■ Instructions for the task ■
Transcribe the records exactly from the line with "Pick out the red taillight" to the end, both included.

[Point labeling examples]

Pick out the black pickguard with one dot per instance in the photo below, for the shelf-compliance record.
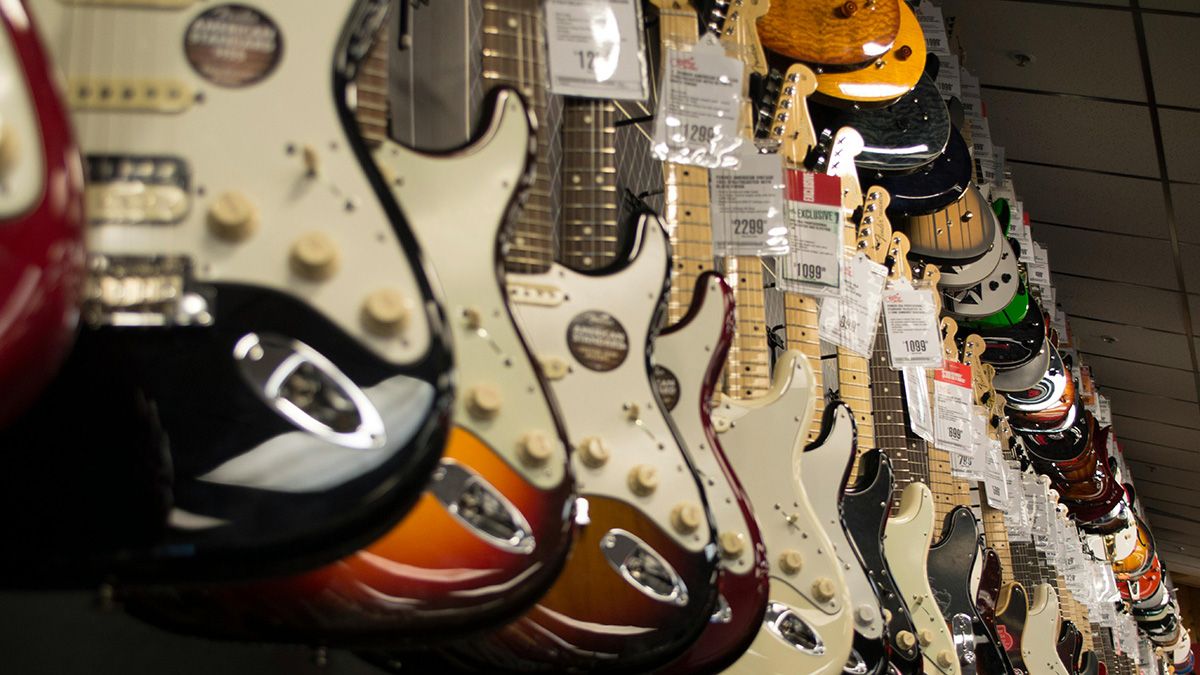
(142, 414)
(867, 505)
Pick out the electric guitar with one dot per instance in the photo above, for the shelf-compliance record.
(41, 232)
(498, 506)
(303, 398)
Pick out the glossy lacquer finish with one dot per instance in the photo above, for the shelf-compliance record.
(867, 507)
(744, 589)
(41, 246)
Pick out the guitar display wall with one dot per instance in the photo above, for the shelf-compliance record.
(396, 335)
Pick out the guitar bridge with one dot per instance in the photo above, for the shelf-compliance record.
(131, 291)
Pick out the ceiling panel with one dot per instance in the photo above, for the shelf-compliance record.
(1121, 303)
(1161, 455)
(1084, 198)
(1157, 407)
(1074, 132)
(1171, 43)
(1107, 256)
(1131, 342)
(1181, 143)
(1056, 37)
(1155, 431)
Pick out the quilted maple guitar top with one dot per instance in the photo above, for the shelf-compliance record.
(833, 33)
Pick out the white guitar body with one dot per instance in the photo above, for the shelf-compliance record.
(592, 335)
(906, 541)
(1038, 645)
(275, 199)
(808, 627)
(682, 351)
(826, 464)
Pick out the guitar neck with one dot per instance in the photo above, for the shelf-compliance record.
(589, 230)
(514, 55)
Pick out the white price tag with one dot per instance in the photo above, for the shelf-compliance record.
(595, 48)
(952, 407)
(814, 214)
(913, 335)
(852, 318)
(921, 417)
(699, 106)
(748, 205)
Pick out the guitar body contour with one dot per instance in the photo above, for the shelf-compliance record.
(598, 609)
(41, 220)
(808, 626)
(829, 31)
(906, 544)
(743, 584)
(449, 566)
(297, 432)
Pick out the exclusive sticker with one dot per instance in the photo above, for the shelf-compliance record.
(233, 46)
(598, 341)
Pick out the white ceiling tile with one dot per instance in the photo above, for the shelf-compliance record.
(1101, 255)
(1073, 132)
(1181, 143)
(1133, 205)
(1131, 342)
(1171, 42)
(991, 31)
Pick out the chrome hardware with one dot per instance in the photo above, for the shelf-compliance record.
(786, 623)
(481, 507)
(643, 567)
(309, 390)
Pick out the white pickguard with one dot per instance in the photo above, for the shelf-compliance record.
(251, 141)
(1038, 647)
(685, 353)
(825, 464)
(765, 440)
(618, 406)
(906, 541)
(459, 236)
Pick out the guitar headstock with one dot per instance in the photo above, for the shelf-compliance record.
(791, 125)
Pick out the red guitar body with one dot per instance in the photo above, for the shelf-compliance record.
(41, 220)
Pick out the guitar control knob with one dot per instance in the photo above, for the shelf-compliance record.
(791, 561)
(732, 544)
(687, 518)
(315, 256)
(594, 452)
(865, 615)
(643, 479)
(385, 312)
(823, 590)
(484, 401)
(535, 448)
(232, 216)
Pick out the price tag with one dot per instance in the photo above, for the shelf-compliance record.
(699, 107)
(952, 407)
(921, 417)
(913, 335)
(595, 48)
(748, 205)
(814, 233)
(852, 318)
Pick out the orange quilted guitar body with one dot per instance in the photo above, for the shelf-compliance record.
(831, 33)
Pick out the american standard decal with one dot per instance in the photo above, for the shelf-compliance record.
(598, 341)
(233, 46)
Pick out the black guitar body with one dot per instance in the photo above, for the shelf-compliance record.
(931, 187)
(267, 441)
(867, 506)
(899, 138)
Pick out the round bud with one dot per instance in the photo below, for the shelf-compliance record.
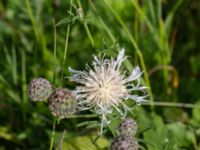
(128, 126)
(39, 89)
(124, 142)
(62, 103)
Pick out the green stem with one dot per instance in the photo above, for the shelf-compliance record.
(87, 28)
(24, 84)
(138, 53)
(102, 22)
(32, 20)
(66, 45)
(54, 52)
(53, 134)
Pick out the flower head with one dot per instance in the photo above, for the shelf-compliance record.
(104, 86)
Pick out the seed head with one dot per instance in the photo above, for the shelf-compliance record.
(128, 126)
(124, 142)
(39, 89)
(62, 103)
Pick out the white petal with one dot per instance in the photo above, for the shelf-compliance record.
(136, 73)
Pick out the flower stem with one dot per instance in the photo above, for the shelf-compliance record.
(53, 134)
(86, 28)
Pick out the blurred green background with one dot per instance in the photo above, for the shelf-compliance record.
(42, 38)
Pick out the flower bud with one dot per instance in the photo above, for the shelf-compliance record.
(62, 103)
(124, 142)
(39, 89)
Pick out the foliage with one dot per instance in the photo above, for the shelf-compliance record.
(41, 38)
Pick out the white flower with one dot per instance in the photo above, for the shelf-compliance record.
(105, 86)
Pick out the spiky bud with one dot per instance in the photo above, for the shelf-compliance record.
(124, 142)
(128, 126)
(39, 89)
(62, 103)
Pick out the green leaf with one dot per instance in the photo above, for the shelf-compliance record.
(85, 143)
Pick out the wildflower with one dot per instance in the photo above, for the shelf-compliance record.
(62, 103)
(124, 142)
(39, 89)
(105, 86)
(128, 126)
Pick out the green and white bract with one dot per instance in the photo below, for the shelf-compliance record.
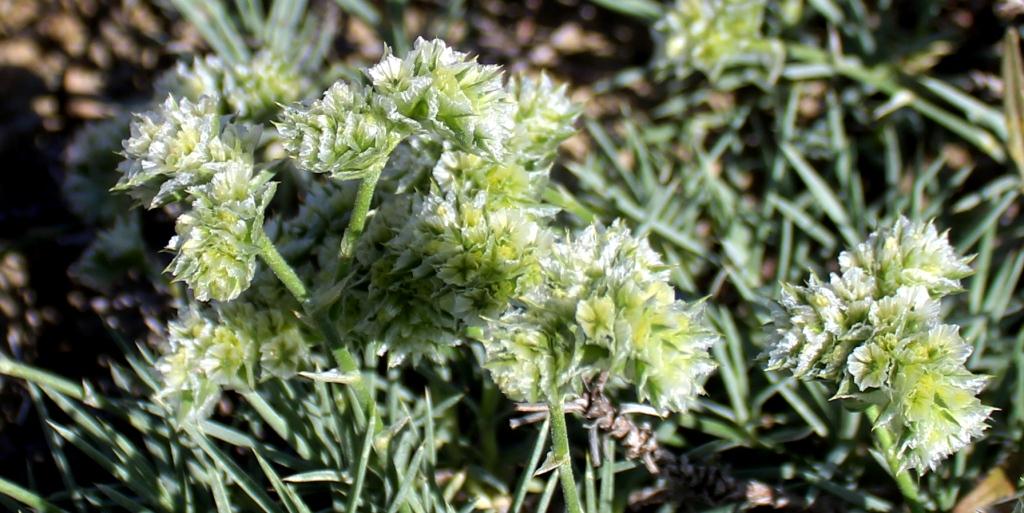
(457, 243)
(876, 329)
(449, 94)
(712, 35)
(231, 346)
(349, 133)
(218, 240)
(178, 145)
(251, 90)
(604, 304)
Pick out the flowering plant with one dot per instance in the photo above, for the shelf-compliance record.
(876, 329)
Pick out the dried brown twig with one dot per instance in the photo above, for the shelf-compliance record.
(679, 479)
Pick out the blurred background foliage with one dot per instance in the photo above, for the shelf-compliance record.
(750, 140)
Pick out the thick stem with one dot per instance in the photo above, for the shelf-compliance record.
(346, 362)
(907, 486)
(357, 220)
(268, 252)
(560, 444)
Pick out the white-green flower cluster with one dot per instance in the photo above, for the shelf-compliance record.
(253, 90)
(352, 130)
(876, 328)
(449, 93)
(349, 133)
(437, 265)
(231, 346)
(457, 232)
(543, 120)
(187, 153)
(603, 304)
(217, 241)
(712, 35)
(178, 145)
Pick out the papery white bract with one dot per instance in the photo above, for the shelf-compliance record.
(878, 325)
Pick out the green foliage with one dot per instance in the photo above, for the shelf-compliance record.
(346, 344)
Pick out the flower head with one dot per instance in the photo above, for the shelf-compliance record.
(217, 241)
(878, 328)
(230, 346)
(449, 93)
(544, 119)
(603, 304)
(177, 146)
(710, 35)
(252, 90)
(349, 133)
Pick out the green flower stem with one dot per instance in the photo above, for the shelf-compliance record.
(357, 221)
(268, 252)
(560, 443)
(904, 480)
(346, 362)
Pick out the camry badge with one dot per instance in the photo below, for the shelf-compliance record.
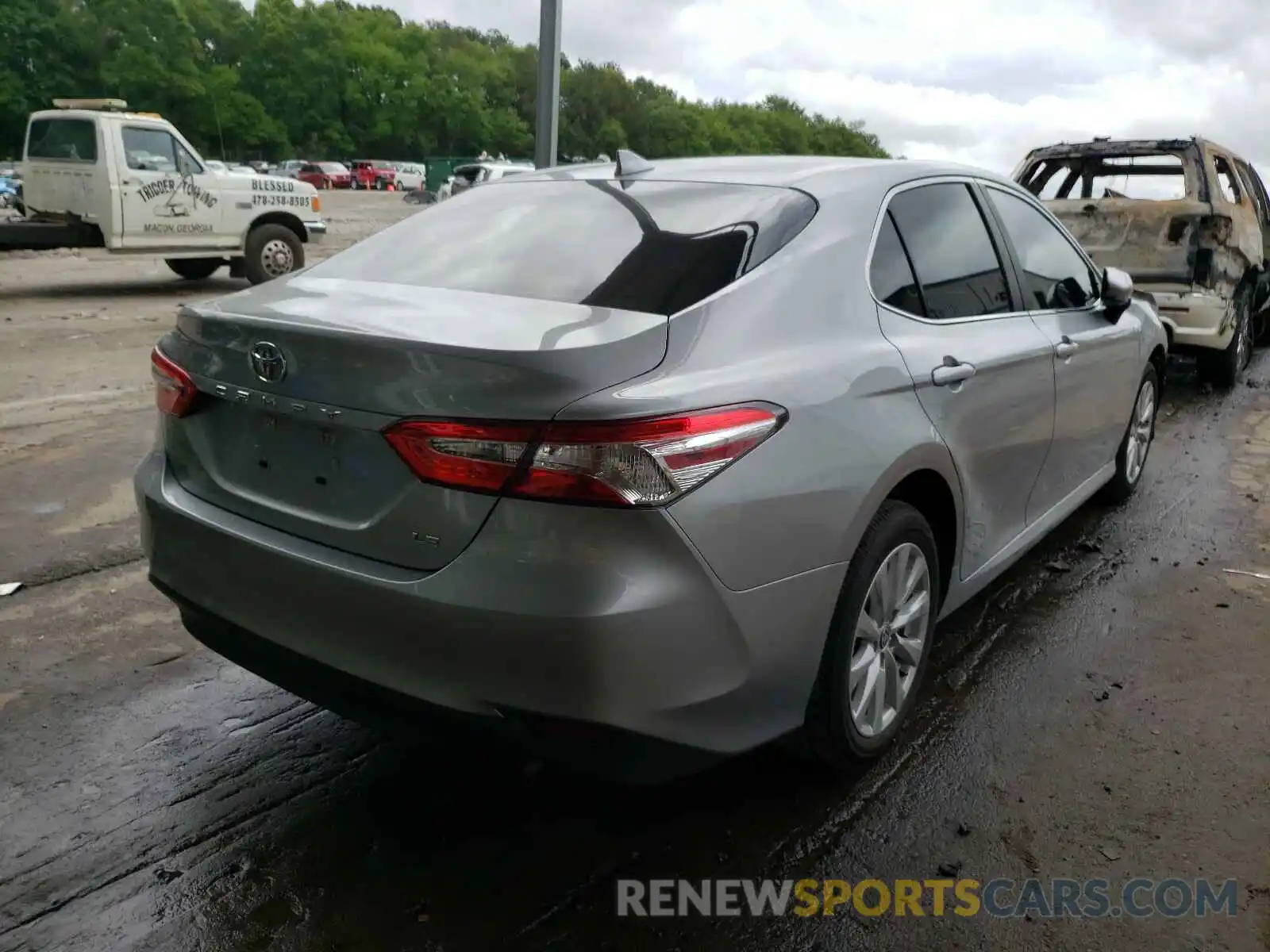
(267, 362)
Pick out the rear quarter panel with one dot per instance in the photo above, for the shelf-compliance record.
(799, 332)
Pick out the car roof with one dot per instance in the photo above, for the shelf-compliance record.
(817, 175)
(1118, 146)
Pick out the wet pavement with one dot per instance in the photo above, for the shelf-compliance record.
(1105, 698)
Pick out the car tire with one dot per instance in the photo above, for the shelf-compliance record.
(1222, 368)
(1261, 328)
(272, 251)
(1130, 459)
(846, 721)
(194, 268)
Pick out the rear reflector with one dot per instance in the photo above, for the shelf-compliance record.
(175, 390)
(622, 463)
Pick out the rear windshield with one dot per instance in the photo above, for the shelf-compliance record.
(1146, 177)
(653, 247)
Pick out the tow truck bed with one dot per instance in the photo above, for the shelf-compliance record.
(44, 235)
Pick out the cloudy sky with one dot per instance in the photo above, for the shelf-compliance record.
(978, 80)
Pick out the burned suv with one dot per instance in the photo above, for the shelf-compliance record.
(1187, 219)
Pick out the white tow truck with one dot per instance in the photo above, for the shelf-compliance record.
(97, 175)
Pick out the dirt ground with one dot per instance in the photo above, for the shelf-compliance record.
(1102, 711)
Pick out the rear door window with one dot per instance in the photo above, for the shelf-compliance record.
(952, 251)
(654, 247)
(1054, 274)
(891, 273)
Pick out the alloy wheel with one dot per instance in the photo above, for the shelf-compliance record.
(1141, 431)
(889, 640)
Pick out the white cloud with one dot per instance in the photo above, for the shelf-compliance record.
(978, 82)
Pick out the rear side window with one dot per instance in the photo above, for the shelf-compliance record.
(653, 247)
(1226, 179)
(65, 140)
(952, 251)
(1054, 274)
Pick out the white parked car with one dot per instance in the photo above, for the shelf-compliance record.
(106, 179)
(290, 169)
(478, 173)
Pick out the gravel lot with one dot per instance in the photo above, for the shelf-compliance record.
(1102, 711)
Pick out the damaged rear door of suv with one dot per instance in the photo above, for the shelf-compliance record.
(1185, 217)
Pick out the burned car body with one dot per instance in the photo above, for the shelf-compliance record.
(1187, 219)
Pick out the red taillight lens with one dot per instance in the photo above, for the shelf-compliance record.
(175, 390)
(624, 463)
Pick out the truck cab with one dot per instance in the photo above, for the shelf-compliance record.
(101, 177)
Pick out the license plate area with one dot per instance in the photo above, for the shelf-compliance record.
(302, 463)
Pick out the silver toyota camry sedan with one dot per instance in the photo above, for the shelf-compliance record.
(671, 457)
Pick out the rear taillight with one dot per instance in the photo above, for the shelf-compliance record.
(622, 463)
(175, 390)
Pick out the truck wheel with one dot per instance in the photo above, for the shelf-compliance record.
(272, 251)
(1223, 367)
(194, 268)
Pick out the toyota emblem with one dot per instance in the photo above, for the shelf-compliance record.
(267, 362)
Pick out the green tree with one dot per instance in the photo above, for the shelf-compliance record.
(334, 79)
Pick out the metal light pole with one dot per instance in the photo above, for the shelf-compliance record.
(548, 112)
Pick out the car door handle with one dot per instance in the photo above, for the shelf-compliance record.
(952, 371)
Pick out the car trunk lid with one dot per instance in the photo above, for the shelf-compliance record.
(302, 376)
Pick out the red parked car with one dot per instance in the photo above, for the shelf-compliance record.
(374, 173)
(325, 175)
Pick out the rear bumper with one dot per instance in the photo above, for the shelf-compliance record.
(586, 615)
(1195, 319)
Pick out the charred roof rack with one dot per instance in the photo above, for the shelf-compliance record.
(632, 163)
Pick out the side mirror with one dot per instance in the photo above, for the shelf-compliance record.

■ The answer ■
Pick out the red taillight lens with one dot per instance in the photo above, for the shelf-compliance record.
(175, 390)
(624, 463)
Pick out the truck cab with one dot per instance in the photo above, for the shelf-compliance record.
(101, 177)
Pick out the license plate area with one dot per instance in the photo above, for the shelf-compliance record.
(302, 463)
Pick out the silver toyota camry sedan with one dot per instance in the photo above, for the shelf-compliance record.
(671, 457)
Pick out the rear taillight with one dot per instance in the photo above, for the shelf-compliance record.
(622, 463)
(175, 390)
Pick out the truck wheel with one dot per instance in the photo above, for the shelf-compliance record.
(272, 251)
(1223, 367)
(194, 268)
Pick out the toyota emblem with one dot per instance in the photo above, for the shelf-compliance record.
(267, 362)
Pick out the green tree with one dot per instance in the photo above, for the shelf-compliance record.
(334, 79)
Pick out the metal light pole with one dot per instance in the photo above, for the shelf-compliance record.
(548, 112)
Pick out the car door handle with one dot per instance in the photo above, for the shelf-compliance record.
(952, 371)
Pick out the car trunk lid with one dot per instance in the photo above, for the shelf-compliance record.
(302, 376)
Pick out the red parked car with one dot per instance in the photo above, for the shelf-compliance record.
(374, 173)
(325, 175)
Pick out the rear bumper with one dot per instance in the photo above, for the shelf-compliance record.
(586, 615)
(1195, 319)
Pick out the charred roof rack with one dot per instance in the photo above, for the shelf-compliance record.
(632, 163)
Pick out the side mirror with one dot per instance in the photo above, for the shelf-compliance record.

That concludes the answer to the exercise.